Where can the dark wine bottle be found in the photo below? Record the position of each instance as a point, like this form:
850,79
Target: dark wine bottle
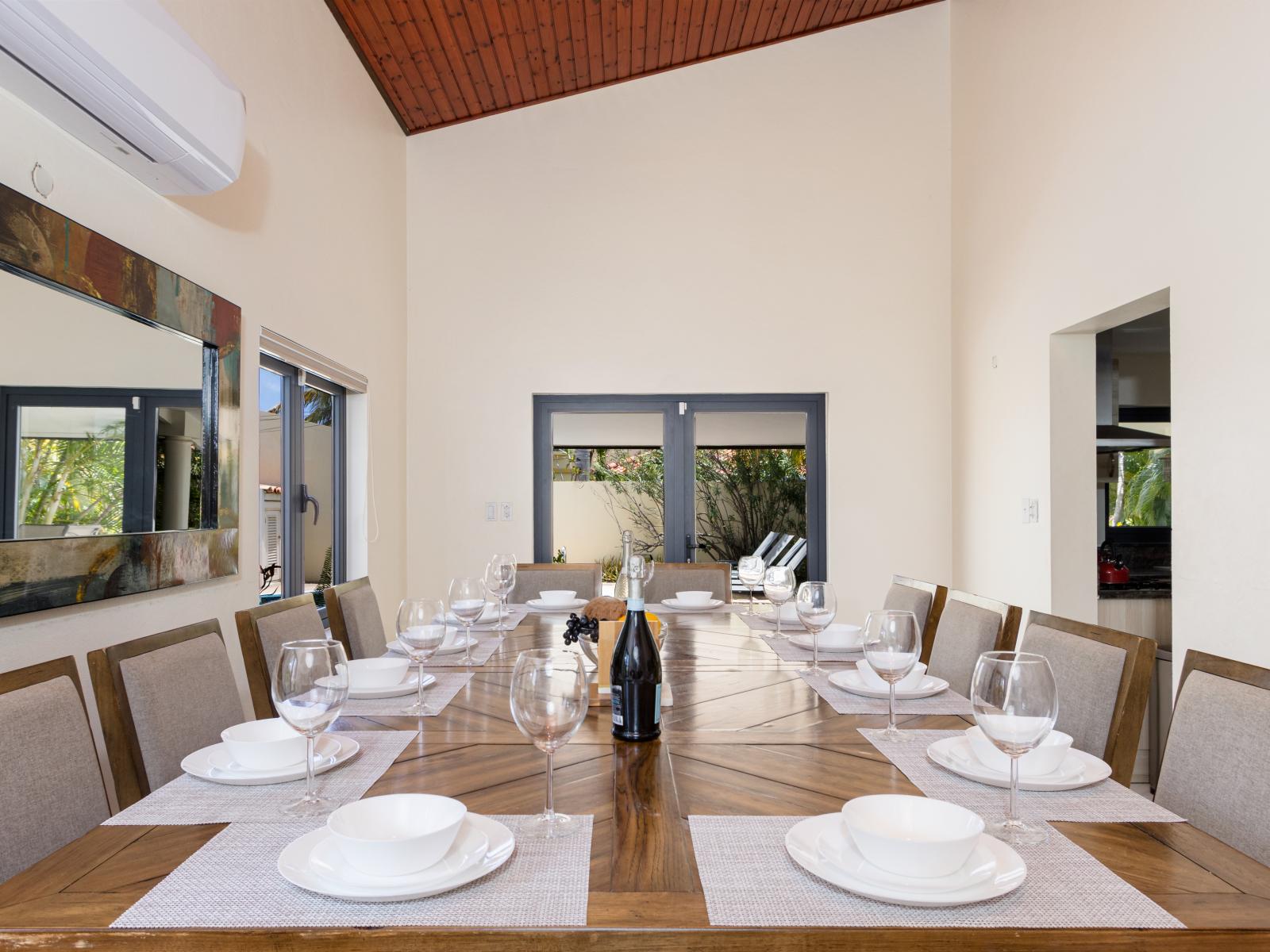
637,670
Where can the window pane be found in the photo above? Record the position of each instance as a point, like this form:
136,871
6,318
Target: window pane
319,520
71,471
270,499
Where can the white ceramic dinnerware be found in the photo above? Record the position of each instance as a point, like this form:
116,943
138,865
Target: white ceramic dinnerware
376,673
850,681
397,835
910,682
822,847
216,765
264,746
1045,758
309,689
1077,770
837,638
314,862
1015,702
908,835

* * *

§ Task statement:
Could you write out the data above again, swapping "photo" for "image" everywhere and changing nothing else? Omit the pictures from your answer.

§ Answer to this task:
Where can the dark wine bottle be found in the image below? Record the position of each instance as a point, like this form:
850,79
Target: dark wine bottle
637,670
Where can the window pane be found in the image above? Record the position of each instance as a point, like this form:
136,871
6,318
Target: window pane
319,520
71,471
270,499
Where can the white ceramic dinnerware be found in the image above? Record the position of each instance as a point, like this form:
116,943
138,865
Target: white ceramic dinnerware
376,673
850,681
397,835
910,682
822,847
216,765
264,746
1045,758
309,689
1077,770
837,638
314,862
1015,702
908,835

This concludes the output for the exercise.